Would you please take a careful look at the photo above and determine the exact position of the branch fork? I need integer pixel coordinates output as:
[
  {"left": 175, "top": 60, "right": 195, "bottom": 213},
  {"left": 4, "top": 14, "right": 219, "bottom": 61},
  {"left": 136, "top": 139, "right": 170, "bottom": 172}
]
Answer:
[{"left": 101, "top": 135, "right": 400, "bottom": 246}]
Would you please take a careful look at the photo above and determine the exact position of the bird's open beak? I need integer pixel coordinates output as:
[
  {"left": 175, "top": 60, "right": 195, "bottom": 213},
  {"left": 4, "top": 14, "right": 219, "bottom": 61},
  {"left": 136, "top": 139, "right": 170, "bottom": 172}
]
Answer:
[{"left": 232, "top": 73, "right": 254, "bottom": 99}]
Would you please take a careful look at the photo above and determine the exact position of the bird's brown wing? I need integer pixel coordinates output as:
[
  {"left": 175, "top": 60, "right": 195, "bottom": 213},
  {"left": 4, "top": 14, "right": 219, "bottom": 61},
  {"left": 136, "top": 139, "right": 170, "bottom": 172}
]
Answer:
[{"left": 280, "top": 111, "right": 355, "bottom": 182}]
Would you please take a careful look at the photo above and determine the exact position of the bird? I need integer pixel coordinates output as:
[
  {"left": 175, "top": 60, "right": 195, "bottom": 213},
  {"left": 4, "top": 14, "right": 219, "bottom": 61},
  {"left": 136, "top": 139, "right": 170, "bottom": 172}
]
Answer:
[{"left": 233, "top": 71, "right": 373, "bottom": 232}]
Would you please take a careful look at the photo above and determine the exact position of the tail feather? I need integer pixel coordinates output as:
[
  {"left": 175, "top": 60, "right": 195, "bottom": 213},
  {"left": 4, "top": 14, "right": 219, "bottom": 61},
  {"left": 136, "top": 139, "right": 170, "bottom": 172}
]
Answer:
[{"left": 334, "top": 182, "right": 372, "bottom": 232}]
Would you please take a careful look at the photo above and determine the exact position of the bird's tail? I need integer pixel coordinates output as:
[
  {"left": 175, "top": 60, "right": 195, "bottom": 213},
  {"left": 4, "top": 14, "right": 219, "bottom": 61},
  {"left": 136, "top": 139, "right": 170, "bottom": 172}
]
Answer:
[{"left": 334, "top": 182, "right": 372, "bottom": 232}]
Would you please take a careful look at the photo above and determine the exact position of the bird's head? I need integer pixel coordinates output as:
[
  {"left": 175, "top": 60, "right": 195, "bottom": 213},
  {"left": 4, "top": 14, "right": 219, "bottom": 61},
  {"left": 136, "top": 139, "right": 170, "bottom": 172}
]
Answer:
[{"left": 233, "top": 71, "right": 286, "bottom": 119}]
------------------------------
List each line of the rows above that contains the word "tail", copying each one in full. Case counts.

_ANSWER TO THE PROBLEM_
Would you please take a careful look at the photo above and determine the exact position of the tail feather? I need integer pixel coordinates output as:
Would you please take a careful look at the photo above and determine the exact position of the bird's tail? I need integer pixel coordinates output as:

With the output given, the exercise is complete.